#### Reading text:
↓
This is MIGHTR.

Conceptualization philosophy

MIGHTR was born from the idea that constructability needs an equal place among other objectives in early reactor conceptualization. Advanced reactors and small modular reactors, because of their lost economy of scale, need paradigm shifting innovation – ideas that shift the cost curve, not just optimize down the curve. High temperature gas reactors have great advantages with high temperature output and passive safety, but these come at the cost of low power density which drives up the cost relative to traditional reactors. Civil structures dictate the pace and cost of nuclear construction, so design for constructability is a winning approach, but it typically enters the design process too late, after much of the design architecture is fixed. By this time, you are working down the value engineering curve, not shifting it to unlock real cost reductions.
↑
Referring expression records
↓
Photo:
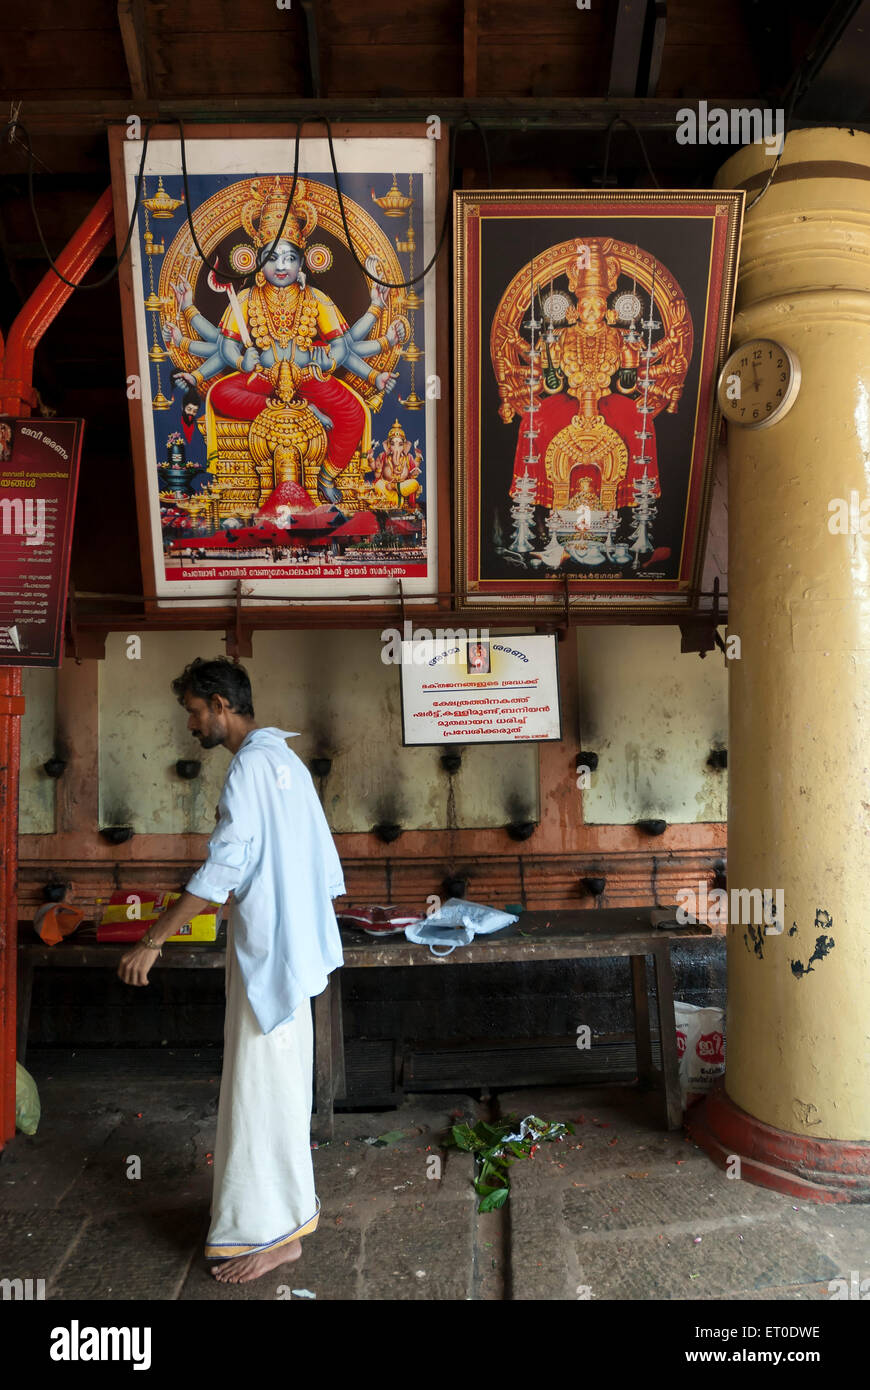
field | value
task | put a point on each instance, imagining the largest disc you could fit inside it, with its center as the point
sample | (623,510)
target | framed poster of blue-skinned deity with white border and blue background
(283,359)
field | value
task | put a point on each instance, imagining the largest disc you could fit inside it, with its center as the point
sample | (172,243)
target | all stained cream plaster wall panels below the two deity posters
(651,714)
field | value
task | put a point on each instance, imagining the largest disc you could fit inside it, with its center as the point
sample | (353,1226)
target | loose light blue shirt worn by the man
(274,851)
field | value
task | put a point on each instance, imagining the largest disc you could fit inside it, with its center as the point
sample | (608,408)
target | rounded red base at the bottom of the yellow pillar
(815,1170)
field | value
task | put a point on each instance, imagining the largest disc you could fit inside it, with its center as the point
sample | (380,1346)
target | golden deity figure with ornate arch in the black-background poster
(589,370)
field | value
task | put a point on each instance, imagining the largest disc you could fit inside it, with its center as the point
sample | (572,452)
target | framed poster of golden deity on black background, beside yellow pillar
(591,327)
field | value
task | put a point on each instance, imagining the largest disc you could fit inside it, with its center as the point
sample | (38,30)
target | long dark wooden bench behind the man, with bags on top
(537,936)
↑
#### Task:
Summarize the MIGHTR text in two sentences. Rely only on the MIGHTR text for what comes next.

#### Response:
MIGHTR grew from the idea that constructability needs an equal place among other objectives in early reactor conceptualization, because advanced and small modular reactors lose economy of scale and need innovation that shifts the cost curve. Civil structures dictate the pace and cost of nuclear construction, so designing for constructability is a winning approach, but it typically enters the design process too late, after much of the design architecture is fixed.